__提供データ__
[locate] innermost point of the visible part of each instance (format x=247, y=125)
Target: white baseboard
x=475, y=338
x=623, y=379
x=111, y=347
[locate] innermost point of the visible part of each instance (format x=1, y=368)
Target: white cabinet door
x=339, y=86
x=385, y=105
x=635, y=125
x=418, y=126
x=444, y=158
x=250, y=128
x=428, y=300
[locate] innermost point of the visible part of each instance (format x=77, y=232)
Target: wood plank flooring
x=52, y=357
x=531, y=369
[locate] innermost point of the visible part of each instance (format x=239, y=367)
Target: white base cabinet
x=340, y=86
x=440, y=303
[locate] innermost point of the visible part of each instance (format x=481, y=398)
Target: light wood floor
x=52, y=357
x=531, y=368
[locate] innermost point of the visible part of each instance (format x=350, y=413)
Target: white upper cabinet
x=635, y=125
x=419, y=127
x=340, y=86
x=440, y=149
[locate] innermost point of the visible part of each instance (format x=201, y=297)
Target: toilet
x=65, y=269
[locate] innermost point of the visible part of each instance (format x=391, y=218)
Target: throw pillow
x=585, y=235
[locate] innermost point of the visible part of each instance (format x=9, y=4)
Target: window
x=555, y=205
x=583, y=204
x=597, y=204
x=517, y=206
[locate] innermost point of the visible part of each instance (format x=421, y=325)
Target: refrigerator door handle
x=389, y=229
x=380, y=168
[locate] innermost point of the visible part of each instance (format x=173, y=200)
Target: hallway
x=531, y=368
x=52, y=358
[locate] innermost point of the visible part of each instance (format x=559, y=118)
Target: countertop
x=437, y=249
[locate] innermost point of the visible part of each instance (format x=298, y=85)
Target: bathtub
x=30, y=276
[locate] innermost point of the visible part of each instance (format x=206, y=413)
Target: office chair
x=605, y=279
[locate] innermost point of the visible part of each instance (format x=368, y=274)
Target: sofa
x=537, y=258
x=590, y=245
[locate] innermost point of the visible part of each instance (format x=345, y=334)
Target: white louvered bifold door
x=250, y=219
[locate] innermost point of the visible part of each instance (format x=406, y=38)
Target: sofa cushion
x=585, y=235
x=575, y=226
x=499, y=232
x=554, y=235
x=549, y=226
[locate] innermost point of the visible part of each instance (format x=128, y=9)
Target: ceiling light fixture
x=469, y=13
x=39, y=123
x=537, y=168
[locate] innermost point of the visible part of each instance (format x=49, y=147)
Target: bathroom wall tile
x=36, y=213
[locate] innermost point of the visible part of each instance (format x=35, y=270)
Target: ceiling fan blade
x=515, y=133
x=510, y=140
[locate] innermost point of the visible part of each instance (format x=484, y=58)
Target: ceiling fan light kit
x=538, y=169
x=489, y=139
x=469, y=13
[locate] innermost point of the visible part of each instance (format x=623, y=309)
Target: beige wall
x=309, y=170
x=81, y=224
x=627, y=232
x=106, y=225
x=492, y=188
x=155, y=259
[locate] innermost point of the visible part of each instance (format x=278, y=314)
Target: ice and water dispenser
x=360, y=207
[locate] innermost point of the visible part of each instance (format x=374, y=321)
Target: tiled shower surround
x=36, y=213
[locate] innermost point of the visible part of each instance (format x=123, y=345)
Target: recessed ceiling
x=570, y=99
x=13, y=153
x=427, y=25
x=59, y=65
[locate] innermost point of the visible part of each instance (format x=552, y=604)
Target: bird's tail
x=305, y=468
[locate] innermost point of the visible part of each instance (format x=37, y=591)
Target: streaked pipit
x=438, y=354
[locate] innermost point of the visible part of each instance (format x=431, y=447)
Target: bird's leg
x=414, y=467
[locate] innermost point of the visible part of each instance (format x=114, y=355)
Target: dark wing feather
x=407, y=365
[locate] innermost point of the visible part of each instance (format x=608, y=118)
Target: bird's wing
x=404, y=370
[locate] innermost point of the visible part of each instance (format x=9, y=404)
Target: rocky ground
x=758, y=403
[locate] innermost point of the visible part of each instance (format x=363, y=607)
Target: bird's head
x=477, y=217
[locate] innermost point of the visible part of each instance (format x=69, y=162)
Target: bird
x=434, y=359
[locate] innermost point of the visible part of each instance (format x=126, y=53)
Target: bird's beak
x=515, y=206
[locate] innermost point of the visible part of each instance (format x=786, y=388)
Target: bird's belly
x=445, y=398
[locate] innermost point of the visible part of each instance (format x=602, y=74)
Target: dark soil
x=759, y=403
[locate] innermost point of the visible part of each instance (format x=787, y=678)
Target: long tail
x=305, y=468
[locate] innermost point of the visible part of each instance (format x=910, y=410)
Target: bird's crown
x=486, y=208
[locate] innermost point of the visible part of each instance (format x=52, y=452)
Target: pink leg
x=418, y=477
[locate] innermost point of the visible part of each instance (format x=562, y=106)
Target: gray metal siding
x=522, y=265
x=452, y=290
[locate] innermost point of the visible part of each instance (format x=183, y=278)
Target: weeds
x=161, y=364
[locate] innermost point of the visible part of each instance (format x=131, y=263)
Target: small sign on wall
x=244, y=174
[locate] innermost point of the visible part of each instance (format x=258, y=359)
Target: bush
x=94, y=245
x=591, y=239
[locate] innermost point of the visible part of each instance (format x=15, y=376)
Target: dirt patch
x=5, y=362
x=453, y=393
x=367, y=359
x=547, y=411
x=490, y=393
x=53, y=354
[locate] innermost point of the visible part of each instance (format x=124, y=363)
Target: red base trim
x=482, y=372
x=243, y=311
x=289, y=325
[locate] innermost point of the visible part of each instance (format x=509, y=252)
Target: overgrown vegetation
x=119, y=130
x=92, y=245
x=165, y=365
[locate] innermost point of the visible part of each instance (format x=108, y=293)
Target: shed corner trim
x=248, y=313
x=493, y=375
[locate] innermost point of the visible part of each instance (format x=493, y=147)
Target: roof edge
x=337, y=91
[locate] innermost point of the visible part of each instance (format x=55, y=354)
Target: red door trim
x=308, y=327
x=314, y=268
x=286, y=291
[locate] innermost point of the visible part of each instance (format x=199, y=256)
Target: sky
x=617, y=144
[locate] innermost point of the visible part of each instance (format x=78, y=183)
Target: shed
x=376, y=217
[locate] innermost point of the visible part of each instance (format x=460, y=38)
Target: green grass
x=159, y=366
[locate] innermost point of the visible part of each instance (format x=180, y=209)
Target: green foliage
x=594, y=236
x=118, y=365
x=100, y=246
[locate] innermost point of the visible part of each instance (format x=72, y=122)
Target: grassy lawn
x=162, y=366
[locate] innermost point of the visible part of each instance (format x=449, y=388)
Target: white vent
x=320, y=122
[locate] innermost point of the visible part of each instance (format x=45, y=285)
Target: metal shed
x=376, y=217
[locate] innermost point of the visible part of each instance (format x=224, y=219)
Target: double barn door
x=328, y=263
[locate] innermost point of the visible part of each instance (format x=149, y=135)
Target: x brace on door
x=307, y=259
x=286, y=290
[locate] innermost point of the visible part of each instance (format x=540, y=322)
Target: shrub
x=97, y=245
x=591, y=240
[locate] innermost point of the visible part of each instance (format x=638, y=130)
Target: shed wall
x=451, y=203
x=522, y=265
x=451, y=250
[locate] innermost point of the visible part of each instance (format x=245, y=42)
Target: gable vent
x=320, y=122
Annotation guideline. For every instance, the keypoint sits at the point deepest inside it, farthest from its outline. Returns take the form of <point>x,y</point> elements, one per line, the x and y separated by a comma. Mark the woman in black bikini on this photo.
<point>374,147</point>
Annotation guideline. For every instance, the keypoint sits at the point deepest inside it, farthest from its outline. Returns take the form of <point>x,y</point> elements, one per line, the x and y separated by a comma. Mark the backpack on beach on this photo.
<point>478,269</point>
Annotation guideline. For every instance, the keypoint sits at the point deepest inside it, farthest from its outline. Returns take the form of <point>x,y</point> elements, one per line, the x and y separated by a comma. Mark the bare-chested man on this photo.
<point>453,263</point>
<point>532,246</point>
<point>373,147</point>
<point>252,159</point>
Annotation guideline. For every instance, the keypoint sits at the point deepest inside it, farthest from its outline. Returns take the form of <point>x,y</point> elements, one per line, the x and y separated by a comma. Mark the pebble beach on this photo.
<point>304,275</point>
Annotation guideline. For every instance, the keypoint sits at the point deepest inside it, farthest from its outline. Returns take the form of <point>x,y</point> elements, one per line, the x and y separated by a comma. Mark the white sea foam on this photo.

__短い課題__
一覧の「(format x=55, y=354)」を含む行から始めて「x=328, y=263」を含む行で終わる範囲を、「shed」を「cabin」に差し替えて書き直してください。それ以外は一字も変えないこと。

__出力__
[locate] innermost point of the visible part of each instance (format x=55, y=354)
Target: red door trim
x=308, y=327
x=314, y=268
x=286, y=291
[locate] innermost point of the visible part of each instance (format x=199, y=256)
Target: sky
x=617, y=144
[locate] innermost point of the visible part of each instance (format x=78, y=183)
Target: cabin
x=376, y=217
[locate] innermost point of the visible part of each instance (format x=460, y=38)
Target: green grass
x=159, y=366
[locate] innermost point of the visible part of each instance (format x=180, y=209)
Target: green foliage
x=594, y=236
x=118, y=365
x=100, y=246
[locate] innermost point of the visible part of each instance (format x=72, y=122)
Target: grassy lawn
x=162, y=366
[locate] innermost point of the visible part of each instance (format x=449, y=388)
Target: white vent
x=320, y=122
[locate] innermost point of the visible part of each instance (format x=45, y=285)
Target: metal cabin
x=376, y=217
[locate] innermost point of the visible part of each instance (format x=224, y=219)
Target: double barn door
x=328, y=263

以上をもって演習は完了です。